» What you should do
Rewrite the data below, replacing every occurrence of "rocky" with "snowy" and keeping everything else the same.

** Begin Provided entries **

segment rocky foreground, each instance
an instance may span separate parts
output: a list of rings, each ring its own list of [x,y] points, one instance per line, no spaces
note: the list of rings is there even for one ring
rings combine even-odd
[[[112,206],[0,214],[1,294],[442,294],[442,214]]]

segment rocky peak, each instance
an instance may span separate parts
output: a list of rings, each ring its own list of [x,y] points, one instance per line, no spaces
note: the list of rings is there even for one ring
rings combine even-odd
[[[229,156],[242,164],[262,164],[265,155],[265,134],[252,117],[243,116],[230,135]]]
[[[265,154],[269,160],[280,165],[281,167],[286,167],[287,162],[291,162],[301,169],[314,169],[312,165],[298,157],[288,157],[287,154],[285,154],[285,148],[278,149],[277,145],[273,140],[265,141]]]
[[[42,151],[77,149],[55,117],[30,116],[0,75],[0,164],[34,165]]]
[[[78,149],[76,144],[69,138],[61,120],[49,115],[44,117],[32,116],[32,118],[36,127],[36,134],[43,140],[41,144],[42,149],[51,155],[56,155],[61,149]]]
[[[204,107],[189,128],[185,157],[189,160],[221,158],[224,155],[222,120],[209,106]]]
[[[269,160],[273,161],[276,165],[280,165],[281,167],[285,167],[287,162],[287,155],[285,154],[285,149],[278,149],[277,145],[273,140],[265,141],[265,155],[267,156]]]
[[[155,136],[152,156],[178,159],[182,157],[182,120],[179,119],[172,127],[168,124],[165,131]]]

** End Provided entries **

» Solution below
segment snowy foreground, each instance
an instance may span separate parts
output: a list of rings, each ring its own list of [x,y] points, one instance per line, no spaces
note: the list of rings is there even for one ring
rings combine even-odd
[[[112,206],[0,214],[1,294],[442,294],[442,214]]]

segment snowy peak, each instance
an instance may span separate parts
output: a list of rings, each ring its own list of [x,y] points, one instance per line, no spaces
note: the list of rings is there even for one ring
rings combine even-odd
[[[229,156],[242,164],[262,164],[265,155],[265,134],[252,117],[243,116],[230,135]]]
[[[265,154],[269,160],[280,165],[281,167],[286,167],[287,162],[291,162],[301,169],[314,169],[312,165],[298,157],[288,157],[287,154],[285,154],[285,148],[278,149],[277,145],[273,140],[265,141]]]
[[[42,151],[77,149],[55,117],[30,116],[0,75],[0,164],[34,165]]]
[[[78,149],[76,144],[69,138],[61,120],[49,115],[44,117],[32,116],[32,118],[36,127],[36,134],[43,140],[41,144],[42,149],[51,155],[56,155],[61,149]]]
[[[204,107],[189,128],[185,157],[189,160],[221,158],[224,155],[222,120],[209,106]]]
[[[269,160],[273,161],[276,165],[280,165],[281,167],[285,167],[287,162],[287,155],[285,154],[285,149],[278,149],[277,145],[273,140],[265,141],[265,155],[267,156]]]
[[[155,136],[152,156],[178,159],[182,157],[182,120],[179,119],[172,127],[168,124],[165,131]]]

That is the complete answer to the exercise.